**THE DATA**
◆ ◆ ◆ ◆
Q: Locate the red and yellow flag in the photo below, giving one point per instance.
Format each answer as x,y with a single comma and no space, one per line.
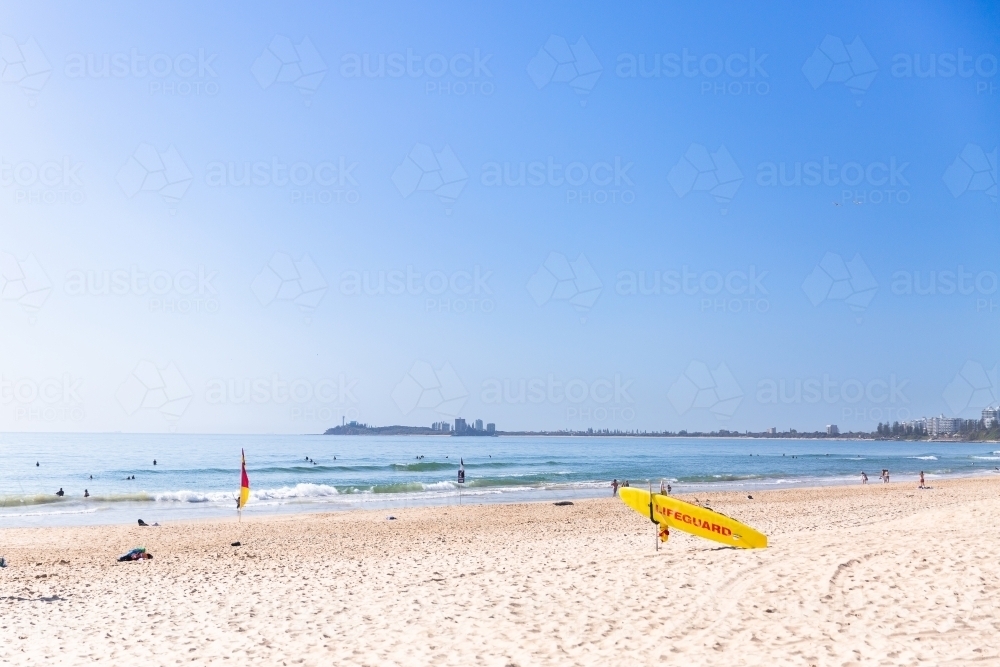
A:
244,482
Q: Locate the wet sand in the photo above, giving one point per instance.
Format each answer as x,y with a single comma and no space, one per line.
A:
887,575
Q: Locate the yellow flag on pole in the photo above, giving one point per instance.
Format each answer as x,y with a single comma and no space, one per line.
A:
244,482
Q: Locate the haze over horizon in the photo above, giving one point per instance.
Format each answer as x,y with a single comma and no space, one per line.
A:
257,218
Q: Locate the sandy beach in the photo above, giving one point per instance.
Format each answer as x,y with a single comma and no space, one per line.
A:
875,574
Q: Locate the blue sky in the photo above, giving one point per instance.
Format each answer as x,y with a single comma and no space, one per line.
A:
345,189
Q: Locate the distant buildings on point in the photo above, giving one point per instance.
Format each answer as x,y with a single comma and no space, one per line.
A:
463,428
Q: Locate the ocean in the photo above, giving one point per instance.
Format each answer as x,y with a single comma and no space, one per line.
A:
197,476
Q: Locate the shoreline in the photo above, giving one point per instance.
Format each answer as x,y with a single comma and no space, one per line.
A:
849,577
369,501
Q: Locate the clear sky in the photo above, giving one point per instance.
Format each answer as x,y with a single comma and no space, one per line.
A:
267,217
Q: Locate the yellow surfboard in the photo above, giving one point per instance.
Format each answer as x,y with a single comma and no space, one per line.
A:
699,521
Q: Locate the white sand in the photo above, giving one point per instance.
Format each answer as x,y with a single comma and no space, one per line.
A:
853,576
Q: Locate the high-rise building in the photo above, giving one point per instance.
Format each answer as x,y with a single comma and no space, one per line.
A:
943,425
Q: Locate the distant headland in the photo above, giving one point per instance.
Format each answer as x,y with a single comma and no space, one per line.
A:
955,430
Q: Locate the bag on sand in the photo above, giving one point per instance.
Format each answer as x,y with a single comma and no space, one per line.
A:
139,553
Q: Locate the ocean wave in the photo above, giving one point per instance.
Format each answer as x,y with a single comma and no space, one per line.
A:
423,466
32,499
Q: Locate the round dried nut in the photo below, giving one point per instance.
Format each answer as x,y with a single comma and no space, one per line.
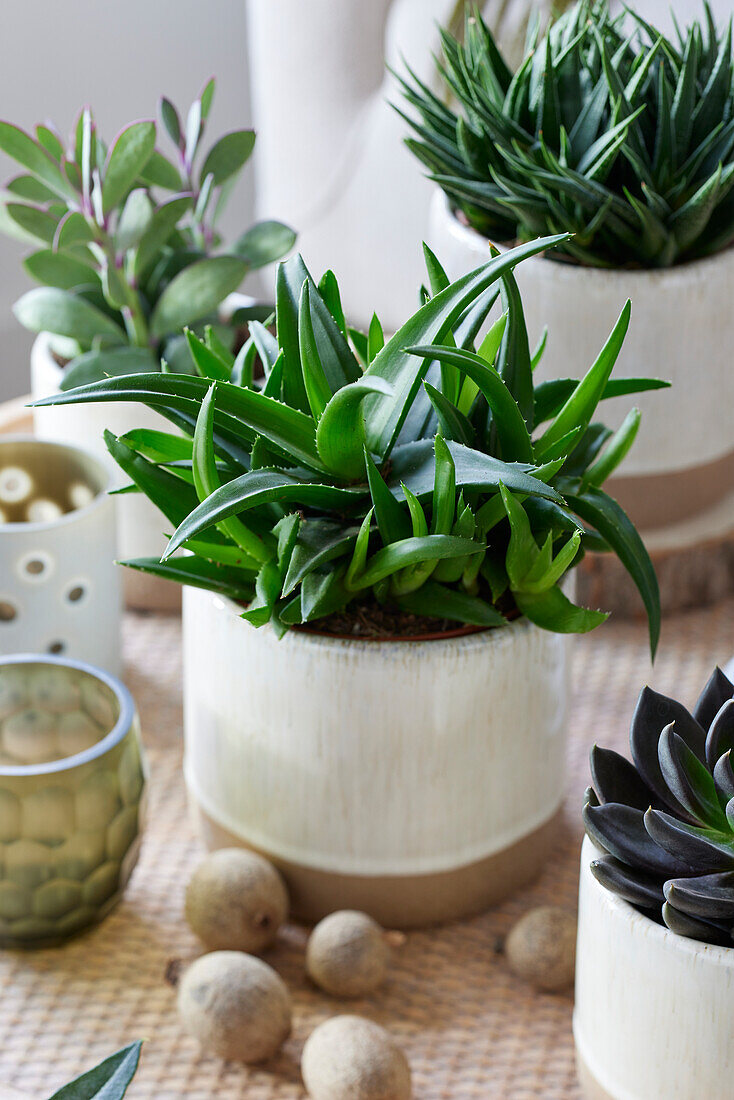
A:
352,1058
236,1005
541,947
236,901
348,954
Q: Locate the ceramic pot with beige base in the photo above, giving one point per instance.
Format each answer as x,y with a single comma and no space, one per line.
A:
59,587
417,780
678,482
654,1010
141,527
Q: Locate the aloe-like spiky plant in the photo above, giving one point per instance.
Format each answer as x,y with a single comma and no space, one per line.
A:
126,243
417,473
109,1080
667,818
609,129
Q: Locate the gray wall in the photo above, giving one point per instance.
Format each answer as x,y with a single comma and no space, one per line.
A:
118,56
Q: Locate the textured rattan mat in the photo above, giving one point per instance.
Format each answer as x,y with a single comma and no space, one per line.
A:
472,1032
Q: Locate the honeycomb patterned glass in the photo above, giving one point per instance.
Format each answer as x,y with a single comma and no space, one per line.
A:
72,796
◆ ◆ ◆ ◆
**TASK PROMPT**
Omitting all images, retype each line of the records precisely.

**RESULT**
Q: Locate the red and yellow flag in the photo below, giving one point per instance.
Format each answer as x,y with a single comma and no space, one per line.
A:
244,482
Q: Locate the wet sand in the photo above, giving one point per instance.
Format each answer as x,y with a single comma and no space, one per line.
A:
887,575
Q: Locate the yellow flag on pole in the photo above, giving one point per instance.
Format each answer as x,y with a single comma and no space, one per line.
A:
244,482
Q: Locate the haze over horizon in the photo above, giving one point per instance.
Format each answer as x,y with a single comma and no space, one per line.
A:
257,218
Q: Locate the sandy beach in the photo above, giving one point per instance.
Format each answer as x,y with a single comma and no space, one per line.
A:
875,574
Q: Locate the blue sky in the photo above, giving one point per instance.
Format each answer as x,y with a single comma and no space, one per line.
A:
345,189
Q: Locate the distant buildings on point in the photo above, giving one point per instance.
Format each answer as x,y with a single comma and no space, one per line.
A:
463,428
Q: Locate the ocean in the photo above, giving one point per instance.
Format each answer as x,y with a single comma and no space, one per line.
A:
197,476
Q: Locate the shoreline in the photo above, giving one point per instance.
Format each answer as x,y with a single comma and no space, one per line.
A:
849,577
369,501
Q: Locate the clear sky in the photo above, giving one point per instance.
Format each answer as x,y with a single comma and no space, one per line.
A:
267,217
Q: Locate the yellow surfboard in the photo above, giving one point per instance.
Format each answer as x,y with a single comma and no space, one per line.
A:
699,521
Q: Locate the white sand in the photo above, giving one point per instance.
Format each answer as x,y with a single comma and no space, one per line.
A:
853,576
Q: Locate the high-rise building in the photo above, giving one point per instance.
Format each answer as x,y with a single comma and no space, one per line.
A:
943,425
Q: Locate the distant headland in the photo above, giving one point per instance.
Format each answer as x,y with a single comma and no space, one per line.
A:
955,430
Q: Locate the bag on sand in the photo above, giving one point per instance.
Format each answer as x,y with a single comma and no space, one per line.
A:
139,553
Q: Locate the ocean wave in the photo above, giving one point per instance.
Format each answer as x,y with a single comma and no space, one per line.
A:
423,466
32,499
Q: Locate the round dried nut in the photo below, giving one point per instance.
Format each answer as x,y with a single comma and no space, one per line.
A:
352,1058
236,1005
541,947
236,901
348,954
Q: Locate the ceramic pot with beige base in the photo above, giving one point per instance.
Format each answer as x,y with a single comma and no space, one per line.
A:
59,587
417,780
678,482
654,1010
141,527
Q: Locate the aloe-like spiky plant in the photo above, giving one point per instance.
Format each answer as x,y with a single comma and no space, one per line.
A:
126,243
417,473
109,1080
667,818
609,129
Q: Locate the gray wall in the photo above, giving one point per instance.
Format each answer as x,y with a single comma and no space, one per line.
A:
118,56
Q: Locate the textured rattan mat in the photo above, giving one point per instance.
Format each answer as x,y with a single comma and no space, one per line.
A:
472,1032
Q: Locate the honeycomb patterned glass in the photo above, giving one point per instance.
Format each answer as x,y with a single comma and no space, one per line.
A:
72,796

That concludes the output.